[What you will do]: After locating the line that contains "task | put a dot on every instance of the flowering" in the records below, write out exactly that line and each line after it through the one that contains "task | put a dot on every instance of the storefront", and nothing else.

Data section Start Marker

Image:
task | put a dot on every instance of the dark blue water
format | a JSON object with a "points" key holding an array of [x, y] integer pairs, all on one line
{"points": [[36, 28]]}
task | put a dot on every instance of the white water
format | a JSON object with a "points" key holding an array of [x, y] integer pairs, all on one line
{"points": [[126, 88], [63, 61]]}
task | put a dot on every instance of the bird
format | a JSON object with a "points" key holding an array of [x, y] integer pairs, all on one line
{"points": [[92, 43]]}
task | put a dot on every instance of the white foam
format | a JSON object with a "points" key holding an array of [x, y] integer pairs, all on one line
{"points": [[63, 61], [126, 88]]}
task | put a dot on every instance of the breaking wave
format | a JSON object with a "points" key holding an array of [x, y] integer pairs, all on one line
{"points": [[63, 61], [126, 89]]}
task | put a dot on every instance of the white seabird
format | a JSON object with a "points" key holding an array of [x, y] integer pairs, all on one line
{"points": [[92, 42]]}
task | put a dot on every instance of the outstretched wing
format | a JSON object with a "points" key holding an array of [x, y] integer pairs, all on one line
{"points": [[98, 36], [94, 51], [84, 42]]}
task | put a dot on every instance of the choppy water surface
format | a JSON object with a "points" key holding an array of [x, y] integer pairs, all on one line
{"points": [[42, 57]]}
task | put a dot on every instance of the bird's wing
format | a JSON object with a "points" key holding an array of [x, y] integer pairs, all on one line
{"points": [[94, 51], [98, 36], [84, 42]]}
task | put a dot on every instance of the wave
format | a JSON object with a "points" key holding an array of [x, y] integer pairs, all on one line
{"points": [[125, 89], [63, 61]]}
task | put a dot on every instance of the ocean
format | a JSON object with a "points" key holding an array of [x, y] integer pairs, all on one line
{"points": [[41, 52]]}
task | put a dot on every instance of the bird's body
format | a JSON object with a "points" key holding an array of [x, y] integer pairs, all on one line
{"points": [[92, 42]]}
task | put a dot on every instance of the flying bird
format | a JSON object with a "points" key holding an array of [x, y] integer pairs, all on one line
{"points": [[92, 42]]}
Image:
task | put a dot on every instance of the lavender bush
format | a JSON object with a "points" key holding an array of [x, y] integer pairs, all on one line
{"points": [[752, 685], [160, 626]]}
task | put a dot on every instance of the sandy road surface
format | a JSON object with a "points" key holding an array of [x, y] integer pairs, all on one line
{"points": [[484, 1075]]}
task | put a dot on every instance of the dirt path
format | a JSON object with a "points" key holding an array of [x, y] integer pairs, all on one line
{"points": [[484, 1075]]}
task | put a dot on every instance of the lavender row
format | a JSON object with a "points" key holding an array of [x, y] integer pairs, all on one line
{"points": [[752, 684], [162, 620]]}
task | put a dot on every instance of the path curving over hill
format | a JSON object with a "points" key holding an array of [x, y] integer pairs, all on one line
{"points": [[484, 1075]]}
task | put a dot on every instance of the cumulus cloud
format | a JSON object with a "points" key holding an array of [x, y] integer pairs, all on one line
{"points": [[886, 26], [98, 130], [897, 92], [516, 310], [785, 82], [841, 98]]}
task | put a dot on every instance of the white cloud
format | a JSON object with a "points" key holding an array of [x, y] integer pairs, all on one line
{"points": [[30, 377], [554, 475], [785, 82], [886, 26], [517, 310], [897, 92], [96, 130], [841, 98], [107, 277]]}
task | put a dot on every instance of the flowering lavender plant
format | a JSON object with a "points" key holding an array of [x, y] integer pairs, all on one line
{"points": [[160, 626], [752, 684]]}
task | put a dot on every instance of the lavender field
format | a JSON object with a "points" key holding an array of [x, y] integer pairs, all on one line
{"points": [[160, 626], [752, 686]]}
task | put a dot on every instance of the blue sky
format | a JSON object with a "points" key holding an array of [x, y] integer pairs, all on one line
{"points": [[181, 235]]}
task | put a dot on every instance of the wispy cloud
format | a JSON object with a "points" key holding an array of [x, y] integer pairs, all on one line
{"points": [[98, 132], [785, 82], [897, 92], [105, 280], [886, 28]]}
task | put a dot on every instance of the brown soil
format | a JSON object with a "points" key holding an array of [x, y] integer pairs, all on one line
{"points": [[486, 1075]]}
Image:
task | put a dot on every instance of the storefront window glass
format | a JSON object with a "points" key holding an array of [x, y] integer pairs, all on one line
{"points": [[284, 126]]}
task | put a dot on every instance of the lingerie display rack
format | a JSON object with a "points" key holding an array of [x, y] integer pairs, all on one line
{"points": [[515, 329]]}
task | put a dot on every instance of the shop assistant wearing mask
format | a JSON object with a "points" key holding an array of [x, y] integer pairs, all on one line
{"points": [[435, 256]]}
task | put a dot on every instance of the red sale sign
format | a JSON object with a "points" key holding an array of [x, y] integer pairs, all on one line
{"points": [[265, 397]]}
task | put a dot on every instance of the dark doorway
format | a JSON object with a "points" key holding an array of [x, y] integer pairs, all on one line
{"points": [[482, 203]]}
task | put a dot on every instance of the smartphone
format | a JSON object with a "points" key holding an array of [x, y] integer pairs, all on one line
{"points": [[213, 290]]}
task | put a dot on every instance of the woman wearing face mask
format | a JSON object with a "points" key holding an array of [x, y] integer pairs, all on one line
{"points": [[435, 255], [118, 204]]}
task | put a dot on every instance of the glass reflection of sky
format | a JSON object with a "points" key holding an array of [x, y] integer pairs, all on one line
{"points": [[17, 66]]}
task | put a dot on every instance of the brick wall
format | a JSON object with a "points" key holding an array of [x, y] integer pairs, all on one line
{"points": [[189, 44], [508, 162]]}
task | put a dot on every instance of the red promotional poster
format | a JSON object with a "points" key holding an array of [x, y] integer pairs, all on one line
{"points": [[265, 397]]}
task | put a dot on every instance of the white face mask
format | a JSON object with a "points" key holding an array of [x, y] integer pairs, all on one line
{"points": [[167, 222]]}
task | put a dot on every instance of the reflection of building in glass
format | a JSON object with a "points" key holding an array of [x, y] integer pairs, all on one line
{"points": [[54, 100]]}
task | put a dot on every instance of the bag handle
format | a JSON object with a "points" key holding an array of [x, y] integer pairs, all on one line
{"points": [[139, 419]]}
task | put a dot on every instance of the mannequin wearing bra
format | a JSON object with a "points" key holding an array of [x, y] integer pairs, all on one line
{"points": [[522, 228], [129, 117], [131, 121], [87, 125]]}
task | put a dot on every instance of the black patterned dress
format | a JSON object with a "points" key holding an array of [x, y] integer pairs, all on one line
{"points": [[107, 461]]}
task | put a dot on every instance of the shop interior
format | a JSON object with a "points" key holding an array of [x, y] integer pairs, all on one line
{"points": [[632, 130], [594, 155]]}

Data section End Marker

[Solution to this exercise]:
task | put a dot on every instance of the flowering lavender plant
format | a JSON object with a "points" key holding an array of [x, y] integer pairs, all on one line
{"points": [[160, 626], [752, 684]]}
task | put a dot on every instance of the lavender field
format | a JSON object with a "points" key holding an array of [x, y] integer pairs, all on one line
{"points": [[160, 626], [752, 686]]}
task | put a dot on every instance of the blue sky
format | a JSON object with a "points" key holding an array of [x, y] integer pairs, all on one line
{"points": [[181, 235]]}
task | put a dot on every instance of the wispy cloud
format | a JSON object with a "points" key holding an array of [x, y] integer pairs, all on one line
{"points": [[98, 132], [785, 82], [897, 92], [105, 280], [886, 28]]}
task | put a dot on every instance of the brown soil
format | a JSON object with a "points" key holding an array of [x, y] integer pairs, all on one line
{"points": [[486, 1075]]}
Image:
task | put a dot on every instance of the storefront window glass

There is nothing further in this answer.